- [PASSAGE TO READ]
HFS+ resource forks: WIP patch included

D Andrew Reynhout reynhout at quesera.com
Wed Mar 10 18:11:35 GMT 2004


As you all know, rsync doesn't have any special handling
for Mac OS X HFS+ resource forks.  Kevin Boyd made RsyncX
and rsync_hfs, to address this gap, but they only work when
the destination filesystem is also HFS+.  I haven't been 
able to find any references to an rsync that is capable of
syncing from HFS+ to UFS (etc).  The only solutions I've
seen involve lots of preprocessing chicanery and additional
disk space consumption (basically, dupe the resource forks
or entire files first, then copy them over), which doesn't
suit my needs.

So I'm working on a patch to the mainline of rsync-2.6.0
that will recognize a resource fork on an HFS+ filesystem,
and copy the data to a separate file on the destination FS.
This will allow me to back up Mac desktops to larger hard
drives on Solaris and Linux file servers.

Many people seem to have a need for this, but I don't know
if it's a feature that belongs in the standard distribution.
Definitely not in the overly-specific form I've approached
the problem, but I could imagine a more general solution to
this and similar situations (NTFS streams, other FS metadata)
being a worthwhile project.

Anyway, I'm not sure how many people on this list run HFS+.
I'm guessing not many, or someone would have already written
a (better) version of this patch.  But I'm sending it in 
hopes of getting some feedback.  My C skills have atrophied
over the past ten years or so, and I only spent a few hours
looking over the flow of the rsync code, so I may have made
some very bad decisions.

- [TASKS TO PERFORM]
A: In the post about rsync and HFS+ resource forks, which rsync version is the patch being written against?
B: Resume the post about rsync and HFS+ resource forks, carrying on directly after its final sentence.

- [RECORD EXCERPTS]
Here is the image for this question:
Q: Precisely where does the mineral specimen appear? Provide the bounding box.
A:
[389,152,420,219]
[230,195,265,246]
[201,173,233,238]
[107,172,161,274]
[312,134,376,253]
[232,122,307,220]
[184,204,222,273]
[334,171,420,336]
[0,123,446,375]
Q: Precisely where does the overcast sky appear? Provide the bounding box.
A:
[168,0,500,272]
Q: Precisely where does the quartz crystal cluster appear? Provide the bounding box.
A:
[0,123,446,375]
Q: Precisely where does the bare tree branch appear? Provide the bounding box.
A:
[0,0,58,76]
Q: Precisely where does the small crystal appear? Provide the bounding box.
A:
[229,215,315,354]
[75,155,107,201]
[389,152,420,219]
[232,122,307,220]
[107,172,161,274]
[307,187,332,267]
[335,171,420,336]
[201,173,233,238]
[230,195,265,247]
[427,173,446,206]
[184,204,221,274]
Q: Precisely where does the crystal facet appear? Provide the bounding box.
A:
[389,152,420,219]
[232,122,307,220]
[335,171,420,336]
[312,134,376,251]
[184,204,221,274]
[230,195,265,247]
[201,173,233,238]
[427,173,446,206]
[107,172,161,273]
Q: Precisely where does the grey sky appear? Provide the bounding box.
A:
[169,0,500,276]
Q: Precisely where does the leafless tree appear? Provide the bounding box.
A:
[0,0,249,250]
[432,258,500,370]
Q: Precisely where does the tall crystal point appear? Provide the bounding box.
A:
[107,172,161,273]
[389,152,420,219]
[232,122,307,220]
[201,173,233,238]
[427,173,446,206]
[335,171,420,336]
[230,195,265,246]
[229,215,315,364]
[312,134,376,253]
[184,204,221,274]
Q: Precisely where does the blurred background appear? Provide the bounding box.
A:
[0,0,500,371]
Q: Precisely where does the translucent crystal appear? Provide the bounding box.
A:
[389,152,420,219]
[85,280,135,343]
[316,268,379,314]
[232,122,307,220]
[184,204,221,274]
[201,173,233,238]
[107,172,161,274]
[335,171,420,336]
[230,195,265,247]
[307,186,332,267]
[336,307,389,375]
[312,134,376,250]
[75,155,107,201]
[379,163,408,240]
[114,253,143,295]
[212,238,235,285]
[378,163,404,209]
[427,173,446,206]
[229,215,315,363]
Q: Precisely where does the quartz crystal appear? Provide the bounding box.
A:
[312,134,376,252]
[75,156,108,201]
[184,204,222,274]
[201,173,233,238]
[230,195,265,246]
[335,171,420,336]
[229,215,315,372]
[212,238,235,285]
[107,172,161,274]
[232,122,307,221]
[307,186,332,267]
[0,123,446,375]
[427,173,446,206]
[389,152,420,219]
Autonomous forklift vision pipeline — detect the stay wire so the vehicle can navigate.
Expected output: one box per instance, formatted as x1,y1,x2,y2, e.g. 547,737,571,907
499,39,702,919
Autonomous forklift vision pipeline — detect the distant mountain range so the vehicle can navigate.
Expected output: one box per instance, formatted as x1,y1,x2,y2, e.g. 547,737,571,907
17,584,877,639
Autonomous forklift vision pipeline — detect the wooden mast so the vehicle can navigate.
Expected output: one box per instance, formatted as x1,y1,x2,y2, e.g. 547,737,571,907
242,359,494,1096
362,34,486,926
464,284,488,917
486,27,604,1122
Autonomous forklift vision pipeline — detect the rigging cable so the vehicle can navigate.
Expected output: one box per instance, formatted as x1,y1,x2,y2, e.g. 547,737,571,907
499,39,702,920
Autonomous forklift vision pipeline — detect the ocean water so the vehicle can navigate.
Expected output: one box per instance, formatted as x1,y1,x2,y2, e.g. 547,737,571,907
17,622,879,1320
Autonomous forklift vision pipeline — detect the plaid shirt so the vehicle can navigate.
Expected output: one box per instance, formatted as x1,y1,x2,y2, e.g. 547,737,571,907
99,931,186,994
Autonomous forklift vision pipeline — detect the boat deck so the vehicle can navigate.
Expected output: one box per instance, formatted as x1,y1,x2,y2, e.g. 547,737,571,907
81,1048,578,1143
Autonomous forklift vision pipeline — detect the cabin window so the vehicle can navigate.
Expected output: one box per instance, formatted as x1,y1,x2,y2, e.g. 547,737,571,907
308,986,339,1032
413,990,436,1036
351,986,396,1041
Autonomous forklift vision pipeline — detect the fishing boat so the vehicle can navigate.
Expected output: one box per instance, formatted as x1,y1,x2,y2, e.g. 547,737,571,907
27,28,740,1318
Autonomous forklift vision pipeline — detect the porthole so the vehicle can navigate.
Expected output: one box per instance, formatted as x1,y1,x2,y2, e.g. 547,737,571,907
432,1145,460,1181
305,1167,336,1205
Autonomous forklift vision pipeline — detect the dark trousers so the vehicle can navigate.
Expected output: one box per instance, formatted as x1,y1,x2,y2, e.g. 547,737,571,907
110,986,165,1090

==

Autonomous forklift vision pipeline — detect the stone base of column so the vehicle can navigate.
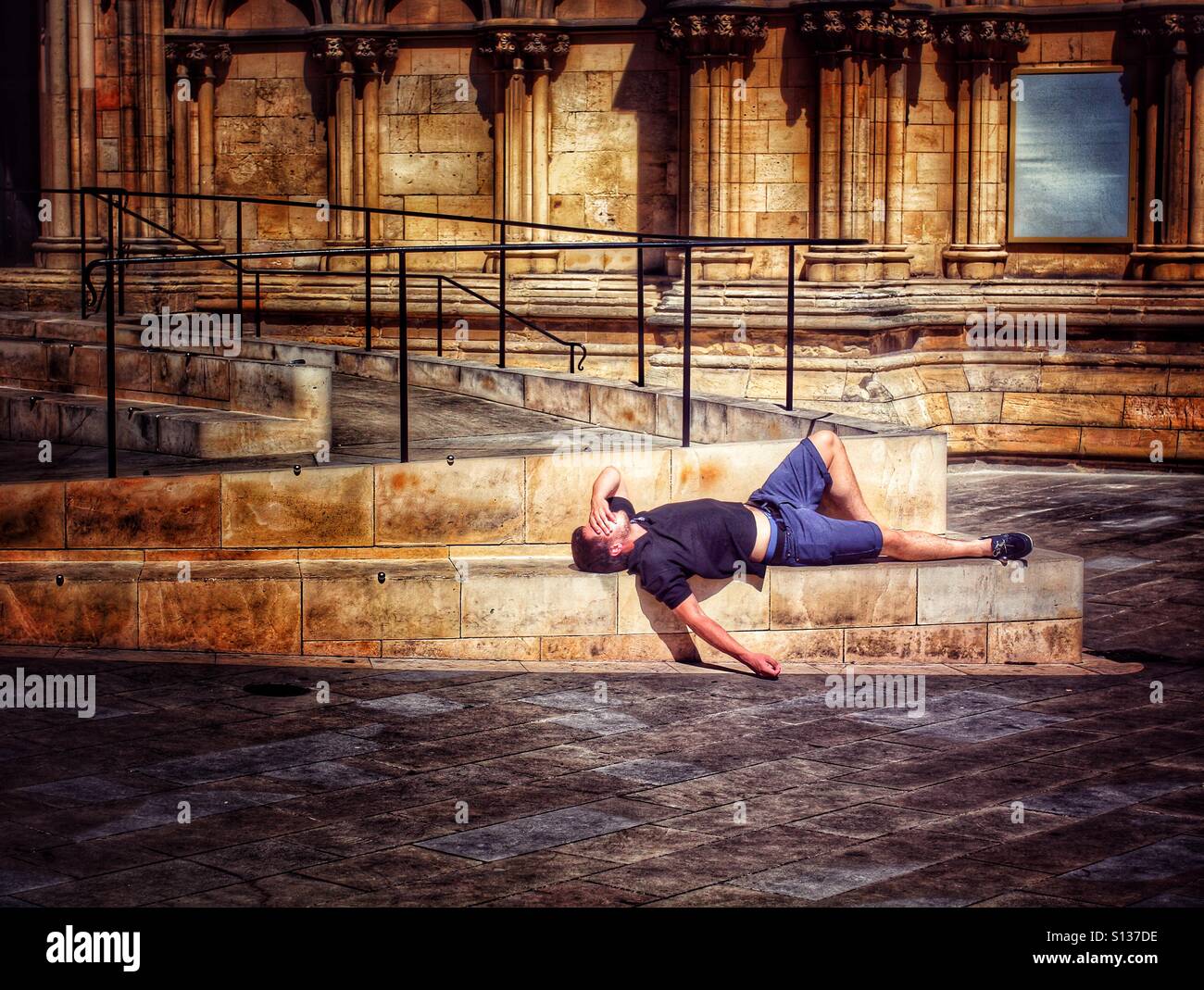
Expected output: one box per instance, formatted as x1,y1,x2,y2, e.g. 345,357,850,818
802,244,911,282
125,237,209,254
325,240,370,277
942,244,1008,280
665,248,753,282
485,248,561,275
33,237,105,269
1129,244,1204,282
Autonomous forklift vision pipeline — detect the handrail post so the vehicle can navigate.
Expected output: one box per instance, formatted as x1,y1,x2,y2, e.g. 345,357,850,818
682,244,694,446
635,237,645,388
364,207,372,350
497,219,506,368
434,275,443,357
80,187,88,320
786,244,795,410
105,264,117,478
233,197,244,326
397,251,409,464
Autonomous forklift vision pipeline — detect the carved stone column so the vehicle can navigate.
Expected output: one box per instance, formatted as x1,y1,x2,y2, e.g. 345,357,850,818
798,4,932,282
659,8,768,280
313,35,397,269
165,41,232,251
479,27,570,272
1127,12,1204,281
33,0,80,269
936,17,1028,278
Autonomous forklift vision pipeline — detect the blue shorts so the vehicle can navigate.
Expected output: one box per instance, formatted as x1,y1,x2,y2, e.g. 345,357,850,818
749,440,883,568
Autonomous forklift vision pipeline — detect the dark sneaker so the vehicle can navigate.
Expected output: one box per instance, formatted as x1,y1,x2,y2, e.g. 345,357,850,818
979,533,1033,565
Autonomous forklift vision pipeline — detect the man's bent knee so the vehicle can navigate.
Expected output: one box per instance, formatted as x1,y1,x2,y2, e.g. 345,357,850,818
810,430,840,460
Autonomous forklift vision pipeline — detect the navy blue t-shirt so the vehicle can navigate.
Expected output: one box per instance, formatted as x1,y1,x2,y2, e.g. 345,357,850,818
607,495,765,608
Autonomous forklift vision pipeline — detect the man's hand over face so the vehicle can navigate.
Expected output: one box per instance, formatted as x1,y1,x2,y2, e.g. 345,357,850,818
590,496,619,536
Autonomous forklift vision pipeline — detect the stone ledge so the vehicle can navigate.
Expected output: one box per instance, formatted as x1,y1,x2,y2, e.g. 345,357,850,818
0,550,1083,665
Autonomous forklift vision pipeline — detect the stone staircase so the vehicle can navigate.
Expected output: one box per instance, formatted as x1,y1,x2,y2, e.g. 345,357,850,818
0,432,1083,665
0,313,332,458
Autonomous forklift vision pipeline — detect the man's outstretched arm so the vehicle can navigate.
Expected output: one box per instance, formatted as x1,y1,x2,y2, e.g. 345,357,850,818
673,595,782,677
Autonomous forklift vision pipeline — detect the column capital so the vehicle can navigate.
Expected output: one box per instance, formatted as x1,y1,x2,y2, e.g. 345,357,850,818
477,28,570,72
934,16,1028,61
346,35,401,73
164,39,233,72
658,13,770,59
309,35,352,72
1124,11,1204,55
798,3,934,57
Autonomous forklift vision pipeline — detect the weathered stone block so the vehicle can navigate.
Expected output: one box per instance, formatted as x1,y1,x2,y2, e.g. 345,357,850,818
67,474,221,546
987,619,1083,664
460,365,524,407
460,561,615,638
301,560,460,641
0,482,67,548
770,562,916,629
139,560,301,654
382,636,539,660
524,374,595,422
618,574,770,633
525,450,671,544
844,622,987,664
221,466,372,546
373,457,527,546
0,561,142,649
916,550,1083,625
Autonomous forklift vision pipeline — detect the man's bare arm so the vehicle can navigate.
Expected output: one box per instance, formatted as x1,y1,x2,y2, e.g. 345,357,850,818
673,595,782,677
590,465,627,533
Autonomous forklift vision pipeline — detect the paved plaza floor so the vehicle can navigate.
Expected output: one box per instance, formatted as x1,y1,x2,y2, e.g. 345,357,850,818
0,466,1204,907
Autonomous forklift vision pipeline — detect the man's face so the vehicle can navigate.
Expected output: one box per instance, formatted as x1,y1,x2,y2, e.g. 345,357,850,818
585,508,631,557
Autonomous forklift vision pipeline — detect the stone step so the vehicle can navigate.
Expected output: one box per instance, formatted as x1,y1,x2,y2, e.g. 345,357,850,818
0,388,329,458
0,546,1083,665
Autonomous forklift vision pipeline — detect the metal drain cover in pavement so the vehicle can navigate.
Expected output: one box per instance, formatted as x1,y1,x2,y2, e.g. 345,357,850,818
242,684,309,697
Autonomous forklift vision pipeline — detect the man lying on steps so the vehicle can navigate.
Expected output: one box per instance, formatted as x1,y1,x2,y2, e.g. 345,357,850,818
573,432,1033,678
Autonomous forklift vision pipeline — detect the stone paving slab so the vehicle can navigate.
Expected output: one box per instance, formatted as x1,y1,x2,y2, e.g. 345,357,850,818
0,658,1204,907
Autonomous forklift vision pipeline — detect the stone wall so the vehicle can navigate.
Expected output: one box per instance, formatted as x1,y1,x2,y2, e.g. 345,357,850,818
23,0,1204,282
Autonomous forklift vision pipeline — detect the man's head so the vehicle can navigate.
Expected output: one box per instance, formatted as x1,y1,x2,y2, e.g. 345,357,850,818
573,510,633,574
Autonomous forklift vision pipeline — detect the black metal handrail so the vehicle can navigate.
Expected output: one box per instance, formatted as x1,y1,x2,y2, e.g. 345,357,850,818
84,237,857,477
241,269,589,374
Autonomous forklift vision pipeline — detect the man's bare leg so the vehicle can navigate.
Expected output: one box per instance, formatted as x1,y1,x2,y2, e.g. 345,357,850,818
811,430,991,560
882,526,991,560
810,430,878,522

* * *

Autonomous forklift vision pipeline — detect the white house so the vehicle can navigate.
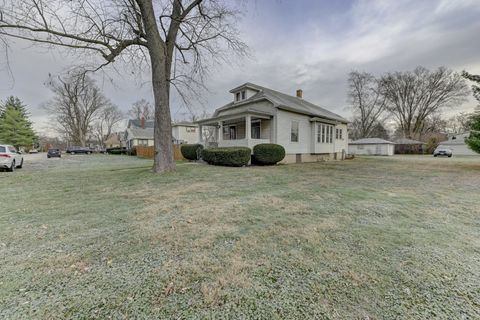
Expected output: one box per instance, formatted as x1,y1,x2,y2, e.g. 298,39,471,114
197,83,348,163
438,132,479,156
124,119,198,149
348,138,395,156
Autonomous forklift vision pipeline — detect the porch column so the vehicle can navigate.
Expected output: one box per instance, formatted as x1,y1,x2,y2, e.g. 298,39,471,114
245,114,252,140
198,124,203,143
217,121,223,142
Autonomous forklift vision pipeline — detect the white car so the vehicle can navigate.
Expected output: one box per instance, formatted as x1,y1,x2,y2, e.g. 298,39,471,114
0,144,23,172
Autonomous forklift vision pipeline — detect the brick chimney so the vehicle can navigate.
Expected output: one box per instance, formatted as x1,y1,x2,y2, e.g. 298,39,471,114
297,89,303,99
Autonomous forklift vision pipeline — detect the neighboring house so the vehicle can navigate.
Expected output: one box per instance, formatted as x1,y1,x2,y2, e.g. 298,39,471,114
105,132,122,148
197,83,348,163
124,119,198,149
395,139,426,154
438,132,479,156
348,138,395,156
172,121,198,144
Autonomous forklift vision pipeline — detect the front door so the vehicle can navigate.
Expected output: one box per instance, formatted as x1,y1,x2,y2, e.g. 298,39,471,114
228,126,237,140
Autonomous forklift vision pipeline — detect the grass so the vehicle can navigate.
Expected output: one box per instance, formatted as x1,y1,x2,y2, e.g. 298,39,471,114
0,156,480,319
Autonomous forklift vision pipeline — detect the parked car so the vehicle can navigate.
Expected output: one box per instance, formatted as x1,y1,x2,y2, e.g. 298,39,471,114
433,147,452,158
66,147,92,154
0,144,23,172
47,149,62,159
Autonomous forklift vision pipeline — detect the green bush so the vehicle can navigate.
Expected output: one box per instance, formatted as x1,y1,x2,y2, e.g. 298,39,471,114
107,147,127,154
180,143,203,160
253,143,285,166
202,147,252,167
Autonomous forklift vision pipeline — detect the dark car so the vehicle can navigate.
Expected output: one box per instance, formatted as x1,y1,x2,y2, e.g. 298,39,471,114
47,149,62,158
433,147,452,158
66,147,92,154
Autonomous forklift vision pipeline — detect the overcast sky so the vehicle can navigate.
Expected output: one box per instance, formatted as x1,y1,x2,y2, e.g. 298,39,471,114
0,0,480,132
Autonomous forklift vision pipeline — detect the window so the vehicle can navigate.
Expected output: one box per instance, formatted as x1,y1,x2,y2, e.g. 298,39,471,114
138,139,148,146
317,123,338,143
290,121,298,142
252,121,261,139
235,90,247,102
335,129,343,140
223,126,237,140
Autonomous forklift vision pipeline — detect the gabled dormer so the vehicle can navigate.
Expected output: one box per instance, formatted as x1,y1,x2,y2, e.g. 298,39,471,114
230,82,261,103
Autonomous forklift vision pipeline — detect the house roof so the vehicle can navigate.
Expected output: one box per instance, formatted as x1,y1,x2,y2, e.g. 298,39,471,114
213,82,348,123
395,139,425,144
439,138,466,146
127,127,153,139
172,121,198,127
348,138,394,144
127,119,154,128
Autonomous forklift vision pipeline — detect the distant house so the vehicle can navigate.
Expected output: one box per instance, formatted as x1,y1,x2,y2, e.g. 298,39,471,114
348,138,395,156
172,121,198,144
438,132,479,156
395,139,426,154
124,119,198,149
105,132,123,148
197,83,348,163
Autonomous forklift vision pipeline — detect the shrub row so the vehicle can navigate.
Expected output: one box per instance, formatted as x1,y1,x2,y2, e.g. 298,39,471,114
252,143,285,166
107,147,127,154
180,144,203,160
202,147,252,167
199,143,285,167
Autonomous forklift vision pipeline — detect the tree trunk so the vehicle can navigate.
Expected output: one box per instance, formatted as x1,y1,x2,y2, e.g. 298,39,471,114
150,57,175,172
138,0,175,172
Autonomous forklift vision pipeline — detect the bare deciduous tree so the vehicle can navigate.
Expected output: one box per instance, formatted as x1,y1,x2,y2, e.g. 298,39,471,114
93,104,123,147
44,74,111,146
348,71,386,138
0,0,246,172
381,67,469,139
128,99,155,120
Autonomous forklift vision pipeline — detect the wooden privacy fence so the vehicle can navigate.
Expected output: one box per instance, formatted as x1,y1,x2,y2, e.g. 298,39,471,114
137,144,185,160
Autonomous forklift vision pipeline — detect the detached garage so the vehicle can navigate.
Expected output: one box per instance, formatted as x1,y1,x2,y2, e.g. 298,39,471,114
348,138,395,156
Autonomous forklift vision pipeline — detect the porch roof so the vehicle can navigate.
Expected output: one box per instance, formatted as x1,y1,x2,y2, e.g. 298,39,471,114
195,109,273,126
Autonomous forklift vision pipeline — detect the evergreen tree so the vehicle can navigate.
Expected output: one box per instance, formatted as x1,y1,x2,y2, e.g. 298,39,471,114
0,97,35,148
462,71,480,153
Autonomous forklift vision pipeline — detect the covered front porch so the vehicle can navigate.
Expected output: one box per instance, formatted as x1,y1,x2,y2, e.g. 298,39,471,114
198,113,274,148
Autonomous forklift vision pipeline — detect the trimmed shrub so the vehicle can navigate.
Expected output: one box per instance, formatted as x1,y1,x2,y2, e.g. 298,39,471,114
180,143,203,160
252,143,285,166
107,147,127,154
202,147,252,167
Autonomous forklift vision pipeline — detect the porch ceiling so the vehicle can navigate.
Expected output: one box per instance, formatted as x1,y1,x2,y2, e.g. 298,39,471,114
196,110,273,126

- [RESULTS BY TASK]
A: It is a patch to the mainline of rsync-2.6.0.

B:
That said, it does work, for me.  I've synced ~200GB of HFS+
filesystems, several times, from a few different machines,
and it sure seems like everything's OK.

If you have an interest and can test the code, please do so.
If you can offer rsync architectural advice, please do so.
If you can offer C syntax or style critique, please do so.

It looks like I'm going to be using this pretty heavily, and
at some point depending on it, so I have significant interest
in making it work as well as it can.

Thanks for your help,
Andrew
reynhout at quesera.com


OVERVIEW OF PATCH
=================

If --hfs-mode switch is specified, check every regular file
on the local filesystem (no FStype checks) for the presence
of a resource fork.  If found, add it as an additional file
to the flist, but change the name it will be synced to on
the destination FS.

On HFS+, a resource fork for <filename> is accessed via
<filename>/..namedfork/rsrc .  Obviously, we can't send the
same filename to the destination, because an inode can't be
a regular file and a directory simultaneously.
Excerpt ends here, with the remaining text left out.